==== Extracted entries ====
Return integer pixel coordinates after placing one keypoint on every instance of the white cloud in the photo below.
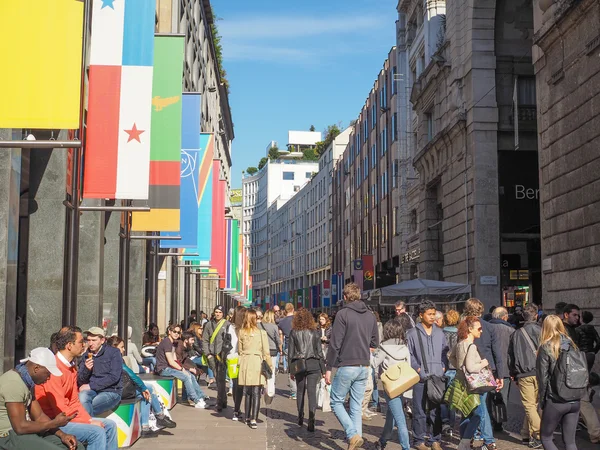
(285, 27)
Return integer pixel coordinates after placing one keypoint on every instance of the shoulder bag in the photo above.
(271, 352)
(435, 385)
(398, 378)
(479, 382)
(265, 369)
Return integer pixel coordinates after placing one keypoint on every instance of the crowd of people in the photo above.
(462, 366)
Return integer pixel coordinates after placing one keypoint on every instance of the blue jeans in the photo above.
(153, 404)
(192, 387)
(449, 415)
(352, 380)
(487, 433)
(97, 438)
(395, 413)
(95, 403)
(469, 424)
(421, 418)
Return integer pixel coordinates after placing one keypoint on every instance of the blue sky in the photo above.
(293, 64)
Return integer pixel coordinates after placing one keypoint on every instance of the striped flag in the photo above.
(40, 79)
(117, 153)
(165, 148)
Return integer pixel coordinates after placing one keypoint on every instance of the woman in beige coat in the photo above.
(253, 349)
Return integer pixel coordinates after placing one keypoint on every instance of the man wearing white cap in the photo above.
(23, 424)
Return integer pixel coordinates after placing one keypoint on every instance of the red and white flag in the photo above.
(117, 150)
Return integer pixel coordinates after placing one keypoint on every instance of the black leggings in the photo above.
(307, 381)
(252, 403)
(567, 414)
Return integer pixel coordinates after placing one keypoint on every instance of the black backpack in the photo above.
(570, 377)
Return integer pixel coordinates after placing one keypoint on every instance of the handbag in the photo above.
(479, 382)
(399, 378)
(265, 369)
(435, 385)
(497, 407)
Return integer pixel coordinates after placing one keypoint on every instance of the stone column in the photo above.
(47, 187)
(10, 181)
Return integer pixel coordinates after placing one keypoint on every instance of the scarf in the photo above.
(22, 370)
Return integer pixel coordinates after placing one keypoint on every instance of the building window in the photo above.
(429, 124)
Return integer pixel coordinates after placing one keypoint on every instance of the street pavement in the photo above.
(278, 430)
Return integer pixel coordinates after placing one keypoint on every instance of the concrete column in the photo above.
(10, 181)
(47, 187)
(91, 268)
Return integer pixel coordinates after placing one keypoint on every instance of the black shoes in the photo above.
(165, 422)
(311, 422)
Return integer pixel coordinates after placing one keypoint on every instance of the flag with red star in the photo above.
(117, 152)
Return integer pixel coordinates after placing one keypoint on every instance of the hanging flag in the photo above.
(205, 201)
(117, 150)
(165, 146)
(40, 82)
(193, 159)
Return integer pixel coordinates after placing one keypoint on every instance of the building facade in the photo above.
(567, 69)
(276, 183)
(472, 93)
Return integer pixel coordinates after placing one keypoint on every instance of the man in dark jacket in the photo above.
(428, 356)
(489, 348)
(503, 331)
(522, 354)
(99, 376)
(353, 337)
(212, 346)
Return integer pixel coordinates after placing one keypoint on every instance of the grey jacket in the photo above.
(504, 331)
(435, 349)
(216, 347)
(521, 357)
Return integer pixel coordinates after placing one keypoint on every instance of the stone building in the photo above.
(472, 139)
(567, 69)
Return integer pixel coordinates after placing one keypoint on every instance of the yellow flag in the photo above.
(40, 44)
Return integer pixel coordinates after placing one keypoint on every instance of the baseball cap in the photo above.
(96, 331)
(44, 357)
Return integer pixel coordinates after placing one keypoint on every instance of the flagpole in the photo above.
(70, 271)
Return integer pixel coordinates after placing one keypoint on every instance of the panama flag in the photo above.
(117, 153)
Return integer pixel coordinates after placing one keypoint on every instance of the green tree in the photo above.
(331, 133)
(273, 153)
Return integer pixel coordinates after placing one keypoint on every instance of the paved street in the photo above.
(278, 430)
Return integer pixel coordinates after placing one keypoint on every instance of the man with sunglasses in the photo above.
(167, 366)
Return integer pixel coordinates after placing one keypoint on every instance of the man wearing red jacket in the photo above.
(60, 394)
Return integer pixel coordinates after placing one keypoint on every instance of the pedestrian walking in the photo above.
(429, 357)
(354, 335)
(465, 355)
(212, 347)
(233, 358)
(307, 363)
(253, 348)
(393, 350)
(268, 324)
(555, 408)
(522, 354)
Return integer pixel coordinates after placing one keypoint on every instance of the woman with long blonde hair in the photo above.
(553, 340)
(253, 348)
====
• _Exercise requirements_: Lines are to be repeated exactly from the one that contains "street in the photo above." through the last line of the listing, with both ends kept and no others added.

• _Task result_:
Return integer pixel coordinates after placing one keypoint on every instance of the paved street in the photo above.
(278, 430)
Return integer pixel coordinates after placing one keypoint on every instance of the man with sunglasses in the photo above.
(167, 366)
Return integer pixel coordinates after placing one keypoint on every instance of the man wearing red jacket in the photo above.
(60, 394)
Return integer pixel coordinates after placing one keypoint on every instance of the pedestrian walking in the photo above.
(429, 357)
(354, 335)
(465, 355)
(212, 347)
(233, 358)
(307, 363)
(253, 348)
(393, 350)
(268, 324)
(555, 408)
(522, 354)
Return integer pixel coordinates after placing one keypoint on every instance of the woman with long blonde hair in the photo above.
(553, 340)
(253, 348)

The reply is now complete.